• **Your objective**: Recast every line of the records below as a JSON list of strings, one string per line, skipping blank lines. Leave the pictures out.

• **Data supplied**:

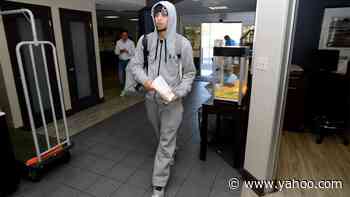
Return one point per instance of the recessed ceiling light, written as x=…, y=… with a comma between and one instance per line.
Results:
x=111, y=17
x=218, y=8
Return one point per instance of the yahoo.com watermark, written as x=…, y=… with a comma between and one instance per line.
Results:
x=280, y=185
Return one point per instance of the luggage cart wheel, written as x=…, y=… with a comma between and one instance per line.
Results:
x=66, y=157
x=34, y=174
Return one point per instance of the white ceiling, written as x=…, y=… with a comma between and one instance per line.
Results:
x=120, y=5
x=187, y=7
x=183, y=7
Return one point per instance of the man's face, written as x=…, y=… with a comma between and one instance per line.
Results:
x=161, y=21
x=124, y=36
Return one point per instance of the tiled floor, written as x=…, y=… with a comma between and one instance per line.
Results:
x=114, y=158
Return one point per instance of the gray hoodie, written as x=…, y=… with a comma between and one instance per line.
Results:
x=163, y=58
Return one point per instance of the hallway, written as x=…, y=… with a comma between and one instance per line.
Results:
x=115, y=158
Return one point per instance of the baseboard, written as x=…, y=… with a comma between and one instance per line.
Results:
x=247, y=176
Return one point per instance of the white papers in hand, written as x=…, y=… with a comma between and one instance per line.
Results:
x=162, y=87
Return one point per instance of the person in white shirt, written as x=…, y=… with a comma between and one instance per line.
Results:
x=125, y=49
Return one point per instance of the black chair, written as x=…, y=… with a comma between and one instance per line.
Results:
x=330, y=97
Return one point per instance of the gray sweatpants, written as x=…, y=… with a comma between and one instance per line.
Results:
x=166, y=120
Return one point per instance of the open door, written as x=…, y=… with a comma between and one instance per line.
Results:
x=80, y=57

• **Output of the exercise**:
[
  "Return one point per instance of the recessed ceiling light, written as x=…, y=… with a comma between and one instance per line.",
  "Results:",
  "x=111, y=17",
  "x=218, y=8",
  "Return one point per instance of the yahoo.com watermark, written as x=…, y=… with a comma between and one instance per line.",
  "Results:",
  "x=280, y=185",
  "Return one point per instance of the luggage cart wheel, written as x=…, y=… with a comma between and one instance per line.",
  "Results:",
  "x=66, y=157",
  "x=34, y=174",
  "Return one point per instance of the white ceiling, written as x=…, y=… with a comma between and one instance per line.",
  "Results:",
  "x=120, y=5",
  "x=187, y=7",
  "x=183, y=7",
  "Return one point per instance of the man's face, written as x=…, y=… with a comma between and one instance per line.",
  "Results:",
  "x=161, y=21",
  "x=124, y=36",
  "Return one point per instance of the tiled floor, written as x=…, y=… with a comma between and one instance per line.",
  "Results:",
  "x=114, y=158",
  "Return one point per instance of the gray hoodie, written as x=…, y=… with a comma between and one instance per line.",
  "Results:",
  "x=163, y=58",
  "Return one point per instance of the hallway, written as x=…, y=… with a comma between and one instance per line.",
  "Results:",
  "x=115, y=158",
  "Return one point per instance of the baseboard, written as x=…, y=… with a comma between and one instance per line.",
  "Results:",
  "x=247, y=176",
  "Return one point per instance of the white papers in hand, written as x=…, y=… with a comma between and one instance per line.",
  "Results:",
  "x=162, y=87",
  "Return one point per instance of the person in white shirt, written as x=…, y=… with a comma between and one instance per line.",
  "Results:",
  "x=125, y=49",
  "Return one point per instance of the black chair, written as x=…, y=… with a comma between and one instance per line.",
  "Results:",
  "x=330, y=97",
  "Return one point per instance of the gray sweatpants, written as x=…, y=… with a comma between and one instance per line.",
  "Results:",
  "x=166, y=120",
  "Return one point per instance of the open door, written as x=…, y=… with a comma between and one instance per line.",
  "Results:",
  "x=80, y=57"
]